EXTRACTED INFORMATION ::
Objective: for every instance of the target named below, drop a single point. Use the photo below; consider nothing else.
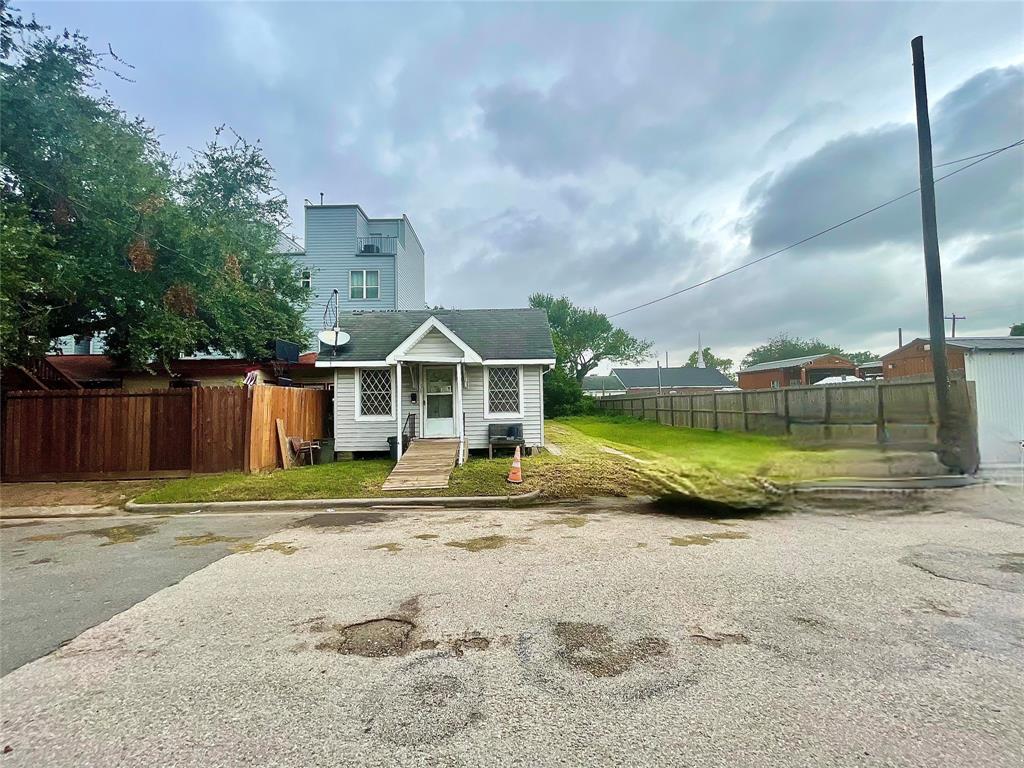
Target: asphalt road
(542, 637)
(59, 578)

...

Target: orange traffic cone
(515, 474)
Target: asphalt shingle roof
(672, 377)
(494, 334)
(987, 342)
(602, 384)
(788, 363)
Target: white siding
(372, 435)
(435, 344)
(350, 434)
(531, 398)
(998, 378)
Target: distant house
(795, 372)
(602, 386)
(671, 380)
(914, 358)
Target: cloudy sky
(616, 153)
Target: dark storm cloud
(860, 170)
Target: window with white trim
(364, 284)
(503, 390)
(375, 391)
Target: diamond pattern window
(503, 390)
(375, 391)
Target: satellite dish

==

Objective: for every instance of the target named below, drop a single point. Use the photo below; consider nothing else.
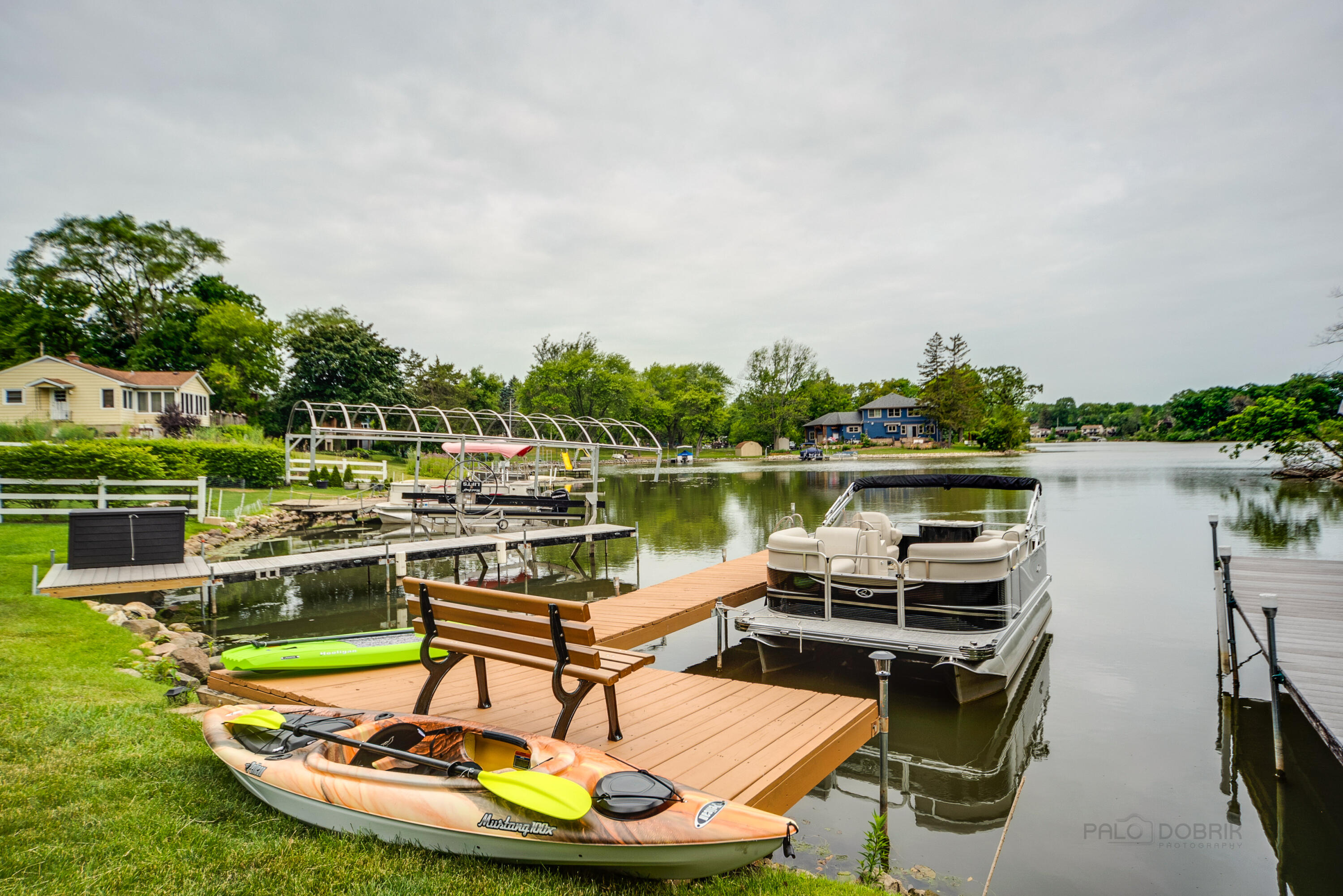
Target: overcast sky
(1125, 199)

PROBLEM TO SOLVE :: Could you transcribe the entries above word for word, from the line with "Target: white siding" down to the line with "Target: satellite dish", keeping both?

TASK ANSWER ::
Target: white siding
(372, 435)
(435, 344)
(350, 434)
(531, 398)
(998, 378)
Target: distant house
(795, 372)
(602, 386)
(671, 380)
(914, 358)
Target: cloudy sky
(616, 153)
Target: dark storm cloud
(860, 170)
Target: window with white trim
(364, 284)
(503, 390)
(375, 391)
Target: diamond pattern window
(503, 390)
(375, 391)
Target: satellite dish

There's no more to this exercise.